-- start DATA PROVIDED --

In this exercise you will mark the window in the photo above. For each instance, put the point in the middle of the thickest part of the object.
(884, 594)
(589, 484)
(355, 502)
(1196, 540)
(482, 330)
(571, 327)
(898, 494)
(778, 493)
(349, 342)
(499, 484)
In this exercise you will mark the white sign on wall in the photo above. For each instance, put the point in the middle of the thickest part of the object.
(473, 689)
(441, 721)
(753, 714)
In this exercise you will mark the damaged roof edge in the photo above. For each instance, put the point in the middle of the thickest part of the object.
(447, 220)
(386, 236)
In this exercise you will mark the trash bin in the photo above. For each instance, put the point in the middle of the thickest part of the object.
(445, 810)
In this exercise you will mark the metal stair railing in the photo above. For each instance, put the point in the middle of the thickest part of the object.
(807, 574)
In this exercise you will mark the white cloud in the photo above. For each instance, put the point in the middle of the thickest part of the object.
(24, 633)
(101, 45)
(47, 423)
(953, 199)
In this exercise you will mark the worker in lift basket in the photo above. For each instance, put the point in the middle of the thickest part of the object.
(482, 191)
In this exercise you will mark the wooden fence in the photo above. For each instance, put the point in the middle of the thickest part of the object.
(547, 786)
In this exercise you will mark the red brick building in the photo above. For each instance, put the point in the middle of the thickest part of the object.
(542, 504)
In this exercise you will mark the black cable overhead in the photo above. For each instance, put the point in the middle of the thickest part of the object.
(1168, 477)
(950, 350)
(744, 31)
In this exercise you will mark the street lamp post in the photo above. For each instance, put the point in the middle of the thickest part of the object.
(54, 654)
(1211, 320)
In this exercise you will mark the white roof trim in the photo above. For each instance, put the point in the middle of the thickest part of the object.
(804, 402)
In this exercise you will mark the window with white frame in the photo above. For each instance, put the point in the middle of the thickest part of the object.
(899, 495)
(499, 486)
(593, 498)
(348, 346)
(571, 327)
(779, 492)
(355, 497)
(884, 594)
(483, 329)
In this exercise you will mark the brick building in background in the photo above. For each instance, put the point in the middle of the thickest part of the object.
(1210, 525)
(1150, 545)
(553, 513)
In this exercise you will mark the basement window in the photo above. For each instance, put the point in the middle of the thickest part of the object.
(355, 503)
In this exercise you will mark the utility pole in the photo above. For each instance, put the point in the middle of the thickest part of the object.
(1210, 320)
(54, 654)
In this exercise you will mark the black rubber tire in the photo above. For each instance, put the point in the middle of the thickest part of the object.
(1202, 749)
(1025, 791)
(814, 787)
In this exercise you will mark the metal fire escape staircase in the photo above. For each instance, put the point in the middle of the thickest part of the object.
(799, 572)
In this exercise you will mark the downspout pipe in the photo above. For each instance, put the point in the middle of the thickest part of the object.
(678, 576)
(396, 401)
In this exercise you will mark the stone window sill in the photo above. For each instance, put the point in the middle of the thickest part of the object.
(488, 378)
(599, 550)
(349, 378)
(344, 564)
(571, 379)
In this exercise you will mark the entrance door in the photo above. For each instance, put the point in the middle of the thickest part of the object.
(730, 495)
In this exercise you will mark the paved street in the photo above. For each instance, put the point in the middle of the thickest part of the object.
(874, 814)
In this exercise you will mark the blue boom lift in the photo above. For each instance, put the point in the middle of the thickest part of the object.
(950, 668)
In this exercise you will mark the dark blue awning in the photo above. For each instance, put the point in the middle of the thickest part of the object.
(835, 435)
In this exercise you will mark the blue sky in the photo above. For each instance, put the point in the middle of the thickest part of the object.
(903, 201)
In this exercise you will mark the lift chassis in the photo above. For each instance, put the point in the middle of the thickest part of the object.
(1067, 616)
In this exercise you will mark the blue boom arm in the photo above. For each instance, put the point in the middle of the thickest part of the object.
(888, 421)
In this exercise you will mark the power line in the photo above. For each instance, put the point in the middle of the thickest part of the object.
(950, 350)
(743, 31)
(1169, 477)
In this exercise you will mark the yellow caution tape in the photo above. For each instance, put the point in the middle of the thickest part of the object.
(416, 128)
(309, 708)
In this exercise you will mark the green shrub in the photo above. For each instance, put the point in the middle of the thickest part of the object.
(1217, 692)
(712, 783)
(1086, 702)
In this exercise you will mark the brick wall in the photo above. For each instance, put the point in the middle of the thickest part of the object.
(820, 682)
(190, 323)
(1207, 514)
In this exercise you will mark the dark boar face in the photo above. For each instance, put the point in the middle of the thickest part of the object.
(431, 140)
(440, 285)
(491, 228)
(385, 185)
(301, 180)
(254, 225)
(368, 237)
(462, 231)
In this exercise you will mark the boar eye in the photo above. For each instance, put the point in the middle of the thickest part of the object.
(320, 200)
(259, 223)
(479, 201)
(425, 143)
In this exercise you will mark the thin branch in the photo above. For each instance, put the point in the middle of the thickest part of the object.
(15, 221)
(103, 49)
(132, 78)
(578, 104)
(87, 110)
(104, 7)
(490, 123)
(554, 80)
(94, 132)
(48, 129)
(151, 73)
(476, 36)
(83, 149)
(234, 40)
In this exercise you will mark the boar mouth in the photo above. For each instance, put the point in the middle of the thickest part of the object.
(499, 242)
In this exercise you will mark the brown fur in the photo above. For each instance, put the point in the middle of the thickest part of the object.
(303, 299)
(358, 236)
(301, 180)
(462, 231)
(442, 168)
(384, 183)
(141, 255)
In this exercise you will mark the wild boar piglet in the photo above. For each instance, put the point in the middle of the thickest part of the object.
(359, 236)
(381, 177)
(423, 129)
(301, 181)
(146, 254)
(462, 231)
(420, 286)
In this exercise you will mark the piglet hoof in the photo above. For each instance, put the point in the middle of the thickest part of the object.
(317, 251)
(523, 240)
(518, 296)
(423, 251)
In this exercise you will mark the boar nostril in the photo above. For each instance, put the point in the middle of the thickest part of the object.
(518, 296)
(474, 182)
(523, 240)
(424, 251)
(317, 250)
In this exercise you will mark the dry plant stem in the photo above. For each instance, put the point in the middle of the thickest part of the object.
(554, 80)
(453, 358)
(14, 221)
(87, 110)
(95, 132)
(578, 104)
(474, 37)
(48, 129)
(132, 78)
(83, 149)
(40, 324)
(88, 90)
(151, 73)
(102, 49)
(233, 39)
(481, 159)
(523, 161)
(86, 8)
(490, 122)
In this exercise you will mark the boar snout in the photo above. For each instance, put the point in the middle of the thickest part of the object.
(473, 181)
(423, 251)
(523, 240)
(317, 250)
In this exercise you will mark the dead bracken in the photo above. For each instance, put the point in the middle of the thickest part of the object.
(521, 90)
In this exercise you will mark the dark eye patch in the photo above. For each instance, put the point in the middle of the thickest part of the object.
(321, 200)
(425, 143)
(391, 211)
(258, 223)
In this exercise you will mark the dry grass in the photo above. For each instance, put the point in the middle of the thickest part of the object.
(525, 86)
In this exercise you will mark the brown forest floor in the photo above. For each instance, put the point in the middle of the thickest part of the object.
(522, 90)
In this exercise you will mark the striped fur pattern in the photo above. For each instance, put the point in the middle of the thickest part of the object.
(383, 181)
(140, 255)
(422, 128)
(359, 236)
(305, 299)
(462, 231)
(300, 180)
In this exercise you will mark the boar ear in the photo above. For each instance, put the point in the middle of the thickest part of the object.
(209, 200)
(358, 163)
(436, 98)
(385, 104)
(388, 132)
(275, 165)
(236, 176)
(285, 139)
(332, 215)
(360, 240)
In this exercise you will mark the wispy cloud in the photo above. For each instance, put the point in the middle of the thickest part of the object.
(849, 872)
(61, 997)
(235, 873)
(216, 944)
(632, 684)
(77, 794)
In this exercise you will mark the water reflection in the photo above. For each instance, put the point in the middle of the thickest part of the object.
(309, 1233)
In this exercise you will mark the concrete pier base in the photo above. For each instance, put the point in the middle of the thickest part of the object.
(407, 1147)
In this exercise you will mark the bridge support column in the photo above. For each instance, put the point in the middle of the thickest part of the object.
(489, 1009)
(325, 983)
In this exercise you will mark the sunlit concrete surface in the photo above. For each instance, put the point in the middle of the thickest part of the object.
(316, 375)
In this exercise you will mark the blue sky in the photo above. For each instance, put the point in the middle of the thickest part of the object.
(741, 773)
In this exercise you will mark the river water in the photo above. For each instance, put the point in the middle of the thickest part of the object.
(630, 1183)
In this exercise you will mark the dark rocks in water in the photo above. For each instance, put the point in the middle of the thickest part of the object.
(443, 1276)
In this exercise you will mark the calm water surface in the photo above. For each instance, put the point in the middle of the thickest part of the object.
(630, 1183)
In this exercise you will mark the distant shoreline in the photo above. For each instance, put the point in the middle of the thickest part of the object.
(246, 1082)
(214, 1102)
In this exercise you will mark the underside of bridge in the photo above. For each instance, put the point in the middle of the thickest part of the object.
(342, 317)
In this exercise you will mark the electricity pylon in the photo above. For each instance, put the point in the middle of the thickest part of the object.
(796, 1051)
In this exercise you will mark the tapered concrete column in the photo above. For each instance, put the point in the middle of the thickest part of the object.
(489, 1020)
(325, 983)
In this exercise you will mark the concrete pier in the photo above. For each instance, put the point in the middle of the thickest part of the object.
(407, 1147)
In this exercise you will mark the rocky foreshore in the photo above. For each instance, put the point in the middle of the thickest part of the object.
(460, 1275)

-- end DATA PROVIDED --

▶ _EXERCISE DETAILS_: Reproduce, word for word, the portion of the listing above that begins with the line containing "In this exercise you will mark the concrete pier base" and ends with the line containing "(796, 1051)", including both of those lines.

▶ _TASK ANSWER_:
In this exercise you will mark the concrete pier base in the photo above. For each instance, put the point in the middle of the thickest part of the object.
(407, 1147)
In this exercise you will mark the bridge support column in the photo above. For each instance, put the point in the middle of the thickest part of the object.
(489, 1009)
(325, 983)
In this exercise you will mark the sunlit concrete surface in the photo above. For each instance, put the point in the middle of the thickest part of the object.
(316, 375)
In this exercise you will mark the blue sky in the photo above. For each instance, put the point in the middle of the thickest part of the object.
(741, 773)
In this exercise you will mark the river water in the photo above. For each instance, put the point in the middle of the thickest part of the object.
(630, 1183)
In this exercise you will mark the dark rocks in water in the photo above. For each instance, put the point in the middle of the thickest part of the object.
(443, 1276)
In this exercise you will mark the calm water surface in the photo above. For each instance, put the point in the middle of the thickest part of the object.
(630, 1183)
In this exercise you will mark the distant shoreline in the photo above. For each instance, put the point in the middle of the thickest part of the object.
(246, 1082)
(214, 1102)
In this exercise you will mark the underside of bridge in the photo above. For each instance, put the point in the middle of the thickest part of the object.
(342, 317)
In this exercise you will mark the electricity pylon in the photo above. For each instance, put the point in the middle of the thickest part of the object.
(796, 1051)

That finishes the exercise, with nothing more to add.